* DESCRIPTION OF THE TASK *
For this exercise, copy the data exactly and omit any images.

* DATASET CONTENT *
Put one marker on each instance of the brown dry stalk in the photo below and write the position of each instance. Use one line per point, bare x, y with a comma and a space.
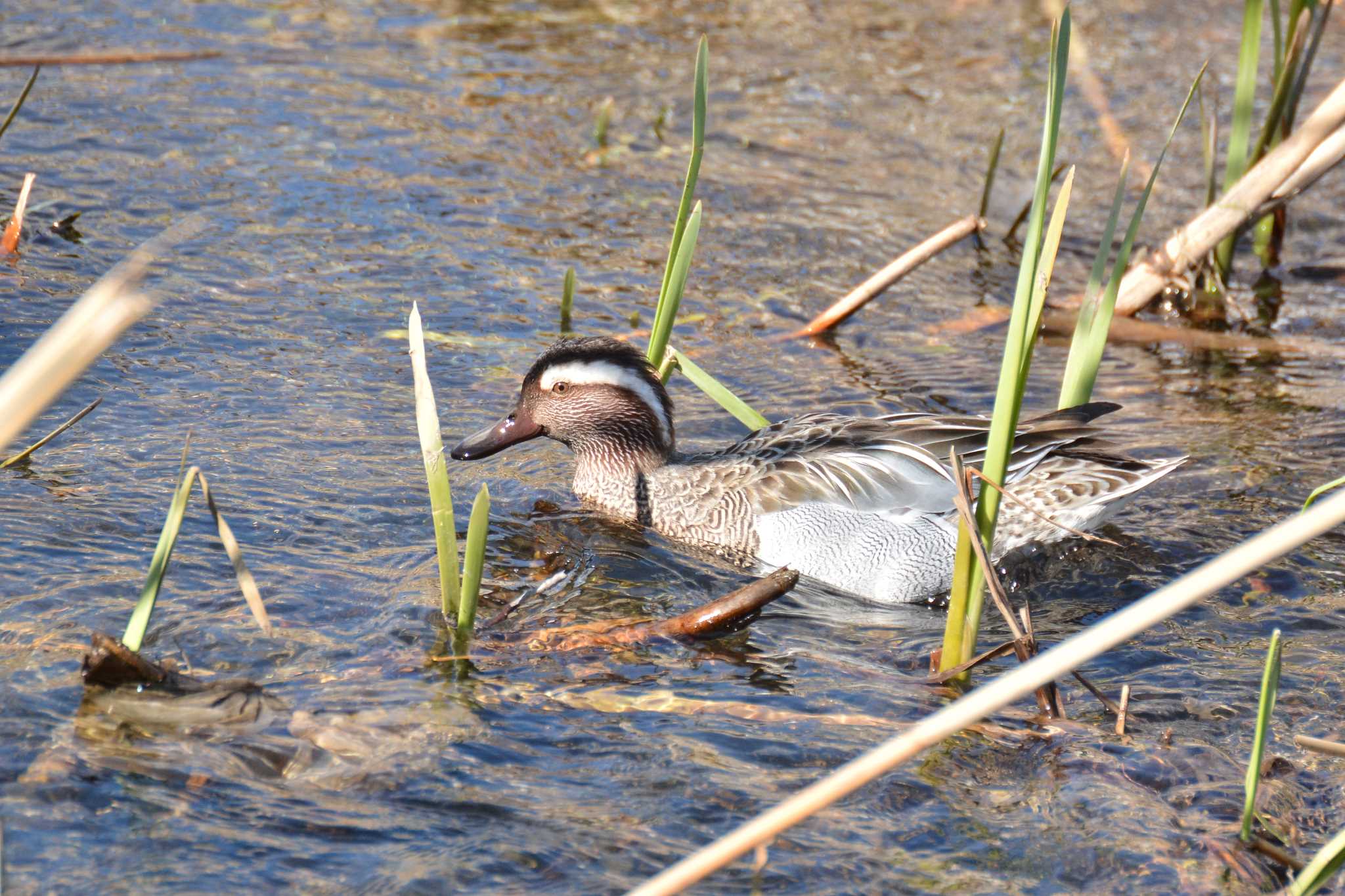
23, 456
903, 265
1317, 744
1124, 710
112, 58
993, 653
1024, 645
707, 620
1234, 209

* EXERCISE RESPONSE *
Put one marker on each instance of the brown dry stalk in the photo below and write the position of each instance. Use one line per point, bare x, y with a comma and a space.
23, 456
903, 265
1317, 744
1124, 710
112, 58
993, 653
1024, 645
707, 620
1234, 209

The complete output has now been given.